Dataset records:
____________

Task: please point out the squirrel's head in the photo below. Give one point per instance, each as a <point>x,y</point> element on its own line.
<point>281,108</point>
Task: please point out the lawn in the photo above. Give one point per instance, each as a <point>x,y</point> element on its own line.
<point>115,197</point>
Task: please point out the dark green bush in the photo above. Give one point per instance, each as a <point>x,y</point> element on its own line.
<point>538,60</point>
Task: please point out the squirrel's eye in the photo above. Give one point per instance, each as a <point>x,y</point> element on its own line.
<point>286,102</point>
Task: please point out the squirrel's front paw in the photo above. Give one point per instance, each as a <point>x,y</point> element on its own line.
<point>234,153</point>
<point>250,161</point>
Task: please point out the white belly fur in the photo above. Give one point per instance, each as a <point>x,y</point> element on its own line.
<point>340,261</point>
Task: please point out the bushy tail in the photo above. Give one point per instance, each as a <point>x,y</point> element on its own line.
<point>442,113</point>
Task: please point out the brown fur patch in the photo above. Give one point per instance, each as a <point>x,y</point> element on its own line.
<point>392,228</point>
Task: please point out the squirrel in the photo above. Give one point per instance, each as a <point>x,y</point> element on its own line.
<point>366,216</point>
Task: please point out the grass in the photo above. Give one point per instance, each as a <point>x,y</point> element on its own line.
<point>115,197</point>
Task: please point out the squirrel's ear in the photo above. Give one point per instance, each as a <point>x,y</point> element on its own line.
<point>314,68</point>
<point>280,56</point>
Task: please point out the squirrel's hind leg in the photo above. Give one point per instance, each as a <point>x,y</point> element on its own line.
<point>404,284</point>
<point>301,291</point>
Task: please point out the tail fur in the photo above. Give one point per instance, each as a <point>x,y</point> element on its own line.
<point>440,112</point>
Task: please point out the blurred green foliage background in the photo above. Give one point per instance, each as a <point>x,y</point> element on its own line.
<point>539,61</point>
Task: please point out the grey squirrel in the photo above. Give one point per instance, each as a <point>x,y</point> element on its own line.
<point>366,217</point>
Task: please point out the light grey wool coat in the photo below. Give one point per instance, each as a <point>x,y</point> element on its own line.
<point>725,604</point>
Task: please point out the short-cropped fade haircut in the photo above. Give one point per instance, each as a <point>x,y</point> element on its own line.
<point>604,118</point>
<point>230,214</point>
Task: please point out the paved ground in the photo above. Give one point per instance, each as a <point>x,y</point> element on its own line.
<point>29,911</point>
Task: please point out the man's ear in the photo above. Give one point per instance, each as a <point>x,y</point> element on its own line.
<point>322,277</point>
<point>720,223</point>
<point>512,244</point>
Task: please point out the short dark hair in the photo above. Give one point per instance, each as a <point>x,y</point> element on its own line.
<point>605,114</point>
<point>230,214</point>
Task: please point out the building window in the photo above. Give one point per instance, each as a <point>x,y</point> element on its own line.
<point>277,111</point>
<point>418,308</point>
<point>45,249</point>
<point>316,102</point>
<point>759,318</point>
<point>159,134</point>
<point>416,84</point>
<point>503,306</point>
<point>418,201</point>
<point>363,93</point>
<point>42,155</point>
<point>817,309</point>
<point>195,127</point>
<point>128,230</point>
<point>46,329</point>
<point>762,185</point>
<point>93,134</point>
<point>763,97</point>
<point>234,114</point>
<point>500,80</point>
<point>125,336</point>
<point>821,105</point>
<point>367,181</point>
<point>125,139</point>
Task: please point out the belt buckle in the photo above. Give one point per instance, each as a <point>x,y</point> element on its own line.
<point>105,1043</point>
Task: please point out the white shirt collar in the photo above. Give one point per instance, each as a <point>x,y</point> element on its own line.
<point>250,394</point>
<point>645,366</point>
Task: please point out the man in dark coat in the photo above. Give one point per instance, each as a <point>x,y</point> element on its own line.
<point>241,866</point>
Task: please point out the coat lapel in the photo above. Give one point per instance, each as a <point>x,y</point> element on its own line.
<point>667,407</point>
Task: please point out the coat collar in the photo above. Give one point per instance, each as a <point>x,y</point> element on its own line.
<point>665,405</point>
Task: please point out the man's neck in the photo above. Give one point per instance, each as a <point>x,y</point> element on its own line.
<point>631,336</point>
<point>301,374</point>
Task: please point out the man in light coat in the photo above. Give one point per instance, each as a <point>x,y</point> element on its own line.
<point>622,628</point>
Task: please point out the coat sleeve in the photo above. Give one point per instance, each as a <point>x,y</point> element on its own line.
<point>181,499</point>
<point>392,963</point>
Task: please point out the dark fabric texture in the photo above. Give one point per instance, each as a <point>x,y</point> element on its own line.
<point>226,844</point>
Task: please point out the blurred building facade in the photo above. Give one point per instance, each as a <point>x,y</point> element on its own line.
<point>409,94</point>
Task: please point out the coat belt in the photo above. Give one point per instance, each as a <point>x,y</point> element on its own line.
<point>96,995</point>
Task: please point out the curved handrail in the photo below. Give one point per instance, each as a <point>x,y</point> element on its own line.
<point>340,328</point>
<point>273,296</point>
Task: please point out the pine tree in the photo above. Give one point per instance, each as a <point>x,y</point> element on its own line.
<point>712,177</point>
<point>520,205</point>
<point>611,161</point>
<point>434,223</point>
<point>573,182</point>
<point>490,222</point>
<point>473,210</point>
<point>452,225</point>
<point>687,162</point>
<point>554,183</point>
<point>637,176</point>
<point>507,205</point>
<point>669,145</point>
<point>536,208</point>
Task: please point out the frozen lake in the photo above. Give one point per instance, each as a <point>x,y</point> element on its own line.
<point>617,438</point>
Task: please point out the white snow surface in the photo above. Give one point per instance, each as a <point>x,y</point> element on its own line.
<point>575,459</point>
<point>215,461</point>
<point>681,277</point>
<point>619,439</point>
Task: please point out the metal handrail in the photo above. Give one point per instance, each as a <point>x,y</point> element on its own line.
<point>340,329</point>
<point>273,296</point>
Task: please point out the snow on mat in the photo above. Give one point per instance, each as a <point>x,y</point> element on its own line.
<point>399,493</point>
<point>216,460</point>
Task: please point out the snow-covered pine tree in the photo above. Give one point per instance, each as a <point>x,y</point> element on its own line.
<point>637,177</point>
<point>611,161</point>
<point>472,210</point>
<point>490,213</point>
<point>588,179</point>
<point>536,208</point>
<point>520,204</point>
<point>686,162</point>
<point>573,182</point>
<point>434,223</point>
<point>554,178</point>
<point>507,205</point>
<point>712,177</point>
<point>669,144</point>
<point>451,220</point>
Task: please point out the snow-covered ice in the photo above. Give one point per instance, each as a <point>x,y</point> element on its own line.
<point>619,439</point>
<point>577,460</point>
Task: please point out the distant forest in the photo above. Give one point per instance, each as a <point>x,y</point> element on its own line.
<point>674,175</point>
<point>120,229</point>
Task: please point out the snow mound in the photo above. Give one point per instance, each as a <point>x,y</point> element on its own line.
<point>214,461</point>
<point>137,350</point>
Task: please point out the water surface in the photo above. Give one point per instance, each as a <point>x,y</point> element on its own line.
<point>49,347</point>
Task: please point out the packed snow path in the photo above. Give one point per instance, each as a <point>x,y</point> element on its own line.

____________

• _EXERCISE BRIEF_
Write out the records in full, exactly as they appear above.

• _ANSWER SECTION_
Task: please point out the squirrel's head in the photo below. Give one point per instance, each as a <point>x,y</point> element on its own line.
<point>281,108</point>
Task: please point out the lawn in the photo above. Give one point per instance, each as a <point>x,y</point> element on its own line.
<point>115,197</point>
Task: please point out the dark green bush in the photo above. Give one point per instance, each as a <point>x,y</point> element on its own line.
<point>538,60</point>
Task: please point out the squirrel's eye in the photo above. Give one point per instance, each as a <point>x,y</point> element on its own line.
<point>286,102</point>
Task: please point out the squirrel's front paw in the photo above. Give one point per instance, each as a <point>x,y</point> element on its own line.
<point>234,153</point>
<point>250,161</point>
Task: please point out the white belly fur in the photo above. Give one point per instance, each as a <point>x,y</point> element on its own line.
<point>340,261</point>
Task: please point out the bushy tail in the photo above. Give one point per instance, each as a <point>x,y</point> element on its own line.
<point>442,113</point>
Task: please point out the brown fur patch in the photo above. Give one point per instance, each as a <point>x,y</point> element on its own line.
<point>392,228</point>
Task: please point out the squirrel in the photo above. Give one point per instance, each as a <point>x,y</point> element on its own line.
<point>366,216</point>
Task: please point out the grass in the photo above. Give one point per instance, each as a <point>x,y</point> element on its own line.
<point>115,197</point>
Task: please point out the squirrel's ear in the photo above. Give one point per instance, each as a <point>x,y</point> element on its own line.
<point>314,68</point>
<point>280,56</point>
Task: please point out the squirrel's hind leg in the photo above. Give one point per instance, each as a <point>x,y</point> element on its own line.
<point>404,284</point>
<point>301,291</point>
Task: please point out the tail fur in the photo above. Give one point per instance, each as a <point>x,y</point> element on its own line.
<point>440,112</point>
Task: please point out the blurred green foliage background in the photo above. Give one point per instance, each as a <point>x,y</point> element on its own line.
<point>539,61</point>
Task: please point out the grey squirrel in the photo above. Give one point per instance, each as a <point>x,y</point> element on its own line.
<point>366,217</point>
Task: please point out the light grey wool coat in the photo below. Give one point per instance, each as a <point>x,y</point> element on its own line.
<point>725,604</point>
Task: please point out the short-cropped fade haircut in the photo above. Give one point per instance, each as a <point>x,y</point> element on its own line.
<point>604,118</point>
<point>230,214</point>
Task: please point out the paved ground in the photo above. Give one point per instance, each as a <point>x,y</point> element on its own line.
<point>29,911</point>
Task: please point out the man's ear in the photo above. Give one point per instance, each as a <point>x,y</point> element on its own line.
<point>322,277</point>
<point>720,223</point>
<point>512,244</point>
Task: please point out the short dark hair in the photo above. Give one point per instance, each as a <point>x,y</point> element on its own line.
<point>605,114</point>
<point>230,214</point>
Task: please point out the building window in the photo above. Give one point per instance, each as a <point>x,y</point> element on its own line.
<point>277,111</point>
<point>418,308</point>
<point>45,249</point>
<point>316,102</point>
<point>759,318</point>
<point>159,134</point>
<point>416,84</point>
<point>503,306</point>
<point>418,201</point>
<point>363,93</point>
<point>42,155</point>
<point>817,309</point>
<point>195,127</point>
<point>128,230</point>
<point>46,329</point>
<point>762,185</point>
<point>93,134</point>
<point>763,97</point>
<point>234,114</point>
<point>500,80</point>
<point>125,336</point>
<point>821,105</point>
<point>367,181</point>
<point>125,139</point>
Task: please point out the belt buckle in the photo above. Give one point per instance, each as a <point>x,y</point> element on its own line.
<point>105,1043</point>
Task: please point out the white shirt collar in the photo above. Give one point per instance, each as a <point>x,y</point> element on its own line.
<point>250,394</point>
<point>645,366</point>
Task: please point out the man in dark coat in the photo above. Give one point per instance, each as a <point>x,y</point> element on its own line.
<point>241,866</point>
Task: please point out the coat lapel in the photo above. Give one point per instance, each as a <point>x,y</point> element on its own line.
<point>667,407</point>
Task: please point out the coat collar in the photo above. Give one point per instance, each as a <point>x,y</point> element on its own line.
<point>665,405</point>
Task: please point out the man's neck in the photo above. Give one point per instance, each as a <point>x,y</point> element on its own line.
<point>631,336</point>
<point>301,374</point>
Task: please point out the man in light coat in the photo above. Give one point per instance, each as a <point>x,y</point> element on its own line.
<point>622,628</point>
Task: please point out the coat sleeve in the photo above. Give one point per instance, each as a <point>x,y</point> element on its own line.
<point>181,499</point>
<point>392,963</point>
Task: please point out the dark fabric texture in the photo above. Give one point per instance, each as a <point>x,y</point> element on its own line.
<point>226,844</point>
Task: please point out the blurred building facade in the photo above. Give one point per instance, each as a <point>x,y</point> element on its own line.
<point>409,94</point>
Task: please point out the coat belt in the photo above. Give one point per instance, each as a <point>x,y</point> element on its own line.
<point>96,995</point>
Task: please point out the curved handrail in the photo below. Give one point per instance, each as a <point>x,y</point> element on its own line.
<point>340,328</point>
<point>273,296</point>
Task: please point out the pine tree in the photo above. Give one point per instance, each as a <point>x,y</point> element on its own line.
<point>712,177</point>
<point>520,205</point>
<point>611,161</point>
<point>434,223</point>
<point>573,182</point>
<point>490,222</point>
<point>473,210</point>
<point>452,225</point>
<point>687,162</point>
<point>554,183</point>
<point>637,176</point>
<point>507,205</point>
<point>669,145</point>
<point>536,208</point>
Task: please point out the frozen lake in the photo above. Give one point per instance, each as a <point>x,y</point> element on its own line.
<point>617,438</point>
Task: please point out the white snow surface in the photo above. Give one point per instance, each as a <point>x,y</point> element on its own line.
<point>575,459</point>
<point>215,461</point>
<point>681,277</point>
<point>619,439</point>
Task: please point out the metal handrail in the photo above. Give one point per instance, each as a <point>x,y</point> element on its own line.
<point>340,329</point>
<point>273,296</point>
Task: please point out the snow on mat in the photo above. Give one point per instance, each as a <point>x,y</point> element on its own line.
<point>399,493</point>
<point>216,460</point>
Task: please point out the snow-covered pine tree in the photo above. Give one point per instance, each as a <point>x,y</point> element on its own line.
<point>637,177</point>
<point>611,161</point>
<point>472,210</point>
<point>490,213</point>
<point>588,179</point>
<point>536,208</point>
<point>520,204</point>
<point>686,162</point>
<point>573,182</point>
<point>434,223</point>
<point>554,178</point>
<point>507,205</point>
<point>712,177</point>
<point>669,144</point>
<point>451,220</point>
Task: please point out the snow-covered ice in the photo above. Give one point per instance, each as a <point>x,y</point> element on its own line.
<point>619,439</point>
<point>577,460</point>
Task: please point out the distant forest in the photo above. Give one point per instance, each as a <point>x,y</point> element on its own line.
<point>674,175</point>
<point>120,229</point>
Task: please point out the snow mound in the photo above. Give one point per instance, each as a <point>x,y</point> element on its own line.
<point>214,461</point>
<point>137,350</point>
Task: please point out the water surface in the photo above. Give one point per instance, each as a <point>x,y</point> element on its own line.
<point>49,347</point>
Task: please point out the packed snow path in the photo above. Give one point per instance, each as a <point>x,y</point> element on its own line.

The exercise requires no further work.